Cédric Kipré (born 9 December 1996) is a professional footballer who plays as a defender for Cardiff City on loan from EFL Championship club West Bromwich Albion. He has previously played for Leicester City, Corby Town, Motherwell and Wigan Athletic. Born in France, he represents the Ivory Coast internationally.

Club career

Leicester City
After coming through the Youth Academy at Paris Saint-Germain, Kipré joined Leicester City in 2014 and was part of both their Under 18s and Under 21s in his debut season for the club, playing in the then Premier League 2 and FA Youth Cup.

He spent the next few seasons at the King Power Stadium, but only managed games for the Under 21s and the Under 23s. He also formed part of the Under 23s side that played in the EFL Trophy tie against Cheltenham in January 2017.

Corby Town (loan)
In September 2015, Kipré joined National League North side Corby Town on a one-month loan deal.

## Available data
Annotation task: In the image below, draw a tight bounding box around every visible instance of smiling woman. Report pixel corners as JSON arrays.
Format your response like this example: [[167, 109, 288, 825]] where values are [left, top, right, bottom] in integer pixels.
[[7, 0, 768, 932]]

## Actions to take
1) According to the Cédric Kipré article, which club did Kipré join on a one-month loan in September 2015?
2) Reproduce the passage of the Cédric Kipré article starting with "Club career" and going on through "one-month loan deal.".
The material has no connection to the Cédric Kipré article.

## Set of answers
1) Corby Town

2)
Club career

Leicester City
After coming through the Youth Academy at Paris Saint-Germain, Kipré joined Leicester City in 2014 and was part of both their Under 18s and Under 21s in his debut season for the club, playing in the then Premier League 2 and FA Youth Cup.

He spent the next few seasons at the King Power Stadium, but only managed games for the Under 21s and the Under 23s. He also formed part of the Under 23s side that played in the EFL Trophy tie against Cheltenham in January 2017.

Corby Town (loan)
In September 2015, Kipré joined National League North side Corby Town on a one-month loan deal.